WORK ITEM: Search the records for the string "Segment", and show each line where it appears.

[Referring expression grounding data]
===
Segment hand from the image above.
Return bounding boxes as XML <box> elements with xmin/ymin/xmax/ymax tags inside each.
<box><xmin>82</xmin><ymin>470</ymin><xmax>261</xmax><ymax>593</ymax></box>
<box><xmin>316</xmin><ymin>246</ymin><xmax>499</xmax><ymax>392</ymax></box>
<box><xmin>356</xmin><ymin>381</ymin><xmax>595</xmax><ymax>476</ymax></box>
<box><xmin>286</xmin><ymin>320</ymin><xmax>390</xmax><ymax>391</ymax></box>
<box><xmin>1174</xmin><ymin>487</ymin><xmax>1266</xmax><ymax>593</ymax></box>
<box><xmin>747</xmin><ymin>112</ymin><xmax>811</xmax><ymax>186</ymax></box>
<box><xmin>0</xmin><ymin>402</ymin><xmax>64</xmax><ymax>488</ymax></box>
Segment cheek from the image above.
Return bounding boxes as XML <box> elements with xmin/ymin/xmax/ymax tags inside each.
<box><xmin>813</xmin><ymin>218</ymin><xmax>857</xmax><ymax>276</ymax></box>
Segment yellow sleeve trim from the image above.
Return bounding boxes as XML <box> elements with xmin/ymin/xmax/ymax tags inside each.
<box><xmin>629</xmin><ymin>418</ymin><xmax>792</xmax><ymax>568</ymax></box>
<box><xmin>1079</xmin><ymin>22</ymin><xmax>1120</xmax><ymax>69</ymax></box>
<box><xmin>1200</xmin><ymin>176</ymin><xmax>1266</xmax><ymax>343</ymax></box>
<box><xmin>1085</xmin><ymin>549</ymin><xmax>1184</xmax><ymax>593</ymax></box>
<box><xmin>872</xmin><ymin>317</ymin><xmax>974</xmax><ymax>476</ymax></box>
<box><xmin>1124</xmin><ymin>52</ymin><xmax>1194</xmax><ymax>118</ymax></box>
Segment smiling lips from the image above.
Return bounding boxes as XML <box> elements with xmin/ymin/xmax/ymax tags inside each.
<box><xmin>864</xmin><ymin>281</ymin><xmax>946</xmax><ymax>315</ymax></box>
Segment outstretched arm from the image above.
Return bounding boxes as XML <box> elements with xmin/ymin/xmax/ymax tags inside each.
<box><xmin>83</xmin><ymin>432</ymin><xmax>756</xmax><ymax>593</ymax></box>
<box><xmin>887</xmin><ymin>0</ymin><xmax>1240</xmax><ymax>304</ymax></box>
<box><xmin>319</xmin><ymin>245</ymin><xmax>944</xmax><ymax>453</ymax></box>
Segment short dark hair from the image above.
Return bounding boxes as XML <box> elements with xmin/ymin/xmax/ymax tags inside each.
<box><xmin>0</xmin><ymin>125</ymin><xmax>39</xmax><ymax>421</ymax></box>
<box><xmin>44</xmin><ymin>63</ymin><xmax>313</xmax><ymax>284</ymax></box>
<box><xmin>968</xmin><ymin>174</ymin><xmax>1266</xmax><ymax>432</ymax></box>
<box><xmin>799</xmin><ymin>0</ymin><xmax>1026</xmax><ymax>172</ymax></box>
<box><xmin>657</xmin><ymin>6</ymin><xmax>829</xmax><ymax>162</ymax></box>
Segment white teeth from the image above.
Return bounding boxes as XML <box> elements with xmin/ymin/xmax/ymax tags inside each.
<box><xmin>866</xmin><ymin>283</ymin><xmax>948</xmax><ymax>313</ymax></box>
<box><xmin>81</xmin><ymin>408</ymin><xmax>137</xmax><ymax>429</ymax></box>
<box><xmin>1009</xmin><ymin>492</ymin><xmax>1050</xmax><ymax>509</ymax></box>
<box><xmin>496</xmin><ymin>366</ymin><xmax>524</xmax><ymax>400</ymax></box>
===
RESULT OF THIS EXERCISE:
Segment hand from the image above.
Segment cheek from the image above.
Segment yellow sleeve trim from the image above.
Segment smiling lips from the image above.
Segment outstretched arm from the image above.
Segment short dark hair from the image above.
Segment white teeth from the image above.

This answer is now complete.